_Tasks to complete_:
1. Write out everything in the financial statement notes from "Investments in Unconsolidated Entities" down to "earnings or losses.".
2. According to the financial statement notes, how many equity investments in unconsolidated joint venture entities does the Company have?
3. Carry on with the financial statement notes, starting right after their last sentence.

** START OF Selected text **

If the inputs used to measure the fair value fall within different levels of the hierarchy, the fair value is determined based upon the lowest level input that is significant to the fair value measurement. Whenever possible, the Company uses quoted market prices to determine fair value. In the absence of quoted market prices, the Company uses independent sources and data to determine fair value.

 

Joint Ventures

 

The Company analyzes its investments in joint ventures to determine if the joint venture is a variable interest entity (a “VIE”) and would require consolidation. A VIE is an entity that has (i) insufficient equity to permit it to finance its activities without additional subordinated financial support or (ii) equity holders that lack the characteristics of a controlling financial interest. VIE’s are consolidated by the primary beneficiary, which is the entity that has both the power to direct the activities that most significantly impact the entity’s economic performance and the obligation to absorb losses of the entity or the right to receive benefits from the entity that potentially could be significant to the entity. Variable interests in a VIE are contractual, ownership, or other financial interests in a VIE that change with changes in the fair value of the VIE’s net assets. The Company continuously re-assesses whether the managing member LLC is (i) a VIE, and (ii) if the Company is the primary beneficiary of the VIE. If it was determined an interest in the joint venture qualified as a VIE and the Company was the primary beneficiary, it would be consolidated.

 

F-9
 

 

BLUEROCK MULTIFAMILY GROWTH REIT, INC.

(FORMERLY BLUEROCK ENHANCED MULTIFAMILY TRUST, INC.)

NOTES TO CONSOLIDATED FINANCIAL STATEMENTS

 

Investments in Unconsolidated Entities

 

The Company has two equity investments in unconsolidated joint venture entities in which it owns 50% or less of the total ownership interest. As the Company does not have control over these joint ventures, these investments are accounted for under the equity method of accounting. The equity method of accounting requires these investments to be initially recorded at cost and subsequently increased (decreased) for our share of net income (loss), including eliminations for our share of inter-company transactions, and increased (decreased) for contributions (distributions). The proportionate share of the results of operations of these investments is recorded in our earnings or losses.

** END OF Selected text **
** START OF Excerpted records **

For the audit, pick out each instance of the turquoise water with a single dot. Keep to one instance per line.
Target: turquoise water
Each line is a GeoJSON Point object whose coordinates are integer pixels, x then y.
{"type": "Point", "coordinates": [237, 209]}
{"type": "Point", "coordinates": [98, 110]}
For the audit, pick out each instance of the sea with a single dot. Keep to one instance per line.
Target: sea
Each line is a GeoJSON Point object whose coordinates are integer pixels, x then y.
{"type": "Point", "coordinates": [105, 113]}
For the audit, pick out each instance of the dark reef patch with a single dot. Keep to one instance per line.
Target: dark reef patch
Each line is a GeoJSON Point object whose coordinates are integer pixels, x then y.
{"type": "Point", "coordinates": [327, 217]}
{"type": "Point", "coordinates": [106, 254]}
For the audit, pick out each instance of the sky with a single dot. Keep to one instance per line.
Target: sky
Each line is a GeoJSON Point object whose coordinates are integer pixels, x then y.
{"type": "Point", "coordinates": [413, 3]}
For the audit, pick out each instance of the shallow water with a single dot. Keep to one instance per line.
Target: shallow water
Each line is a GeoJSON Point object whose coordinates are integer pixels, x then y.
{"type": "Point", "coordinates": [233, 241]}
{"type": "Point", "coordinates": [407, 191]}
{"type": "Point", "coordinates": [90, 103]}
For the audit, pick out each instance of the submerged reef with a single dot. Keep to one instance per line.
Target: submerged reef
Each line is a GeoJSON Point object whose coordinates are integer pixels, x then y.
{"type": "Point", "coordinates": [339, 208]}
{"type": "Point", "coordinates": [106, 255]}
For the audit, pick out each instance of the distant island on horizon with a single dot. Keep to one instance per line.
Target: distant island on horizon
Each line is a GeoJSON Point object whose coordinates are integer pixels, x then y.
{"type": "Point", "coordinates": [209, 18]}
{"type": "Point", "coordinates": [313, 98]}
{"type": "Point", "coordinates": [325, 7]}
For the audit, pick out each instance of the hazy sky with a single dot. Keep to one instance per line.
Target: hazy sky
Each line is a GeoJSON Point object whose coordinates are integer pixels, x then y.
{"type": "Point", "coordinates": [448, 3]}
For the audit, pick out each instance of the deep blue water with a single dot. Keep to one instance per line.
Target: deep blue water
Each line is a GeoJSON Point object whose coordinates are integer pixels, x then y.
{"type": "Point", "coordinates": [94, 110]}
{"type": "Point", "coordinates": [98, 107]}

** END OF Excerpted records **

_Answers to the tasks_:
1.
Investments in Unconsolidated Entities

 

The Company has two equity investments in unconsolidated joint venture entities in which it owns 50% or less of the total ownership interest. As the Company does not have control over these joint ventures, these investments are accounted for under the equity method of accounting. The equity method of accounting requires these investments to be initially recorded at cost and subsequently increased (decreased) for our share of net income (loss), including eliminations for our share of inter-company transactions, and increased (decreased) for contributions (distributions). The proportionate share of the results of operations of these investments is recorded in our earnings or losses.

2. Two.

3.
 

Real Estate Assets

 

Depreciation and Amortization

 

Real estate costs related to the development and improvement of properties will be capitalized. Acquisition costs are expensed as incurred. Repair and maintenance and tenant turnover costs will be charged to expense as incurred and significant replacements and betterments will be capitalized. Repair and maintenance and tenant turnover costs include all costs that do not extend the useful life of the real estate asset. The Company considers the period of future benefit of an asset to determine its appropriate useful life and anticipates the estimated useful lives of assets by class to be generally as follows:

 

Buildings 30 – 35 years
Building improvements 15 years
Land improvements 15 years
Furniture, fixtures and equipment 5 – 7 years
In-place leases 6 months

 

Real Estate Purchase Price Allocation

 

The Company records the acquisition of income-producing real estate or real estate that will be used for the production of income as a business combination. All assets acquired and liabilities assumed in a business combination are measured at their acquisition date fair values. Acquisition costs are expensed as incurred.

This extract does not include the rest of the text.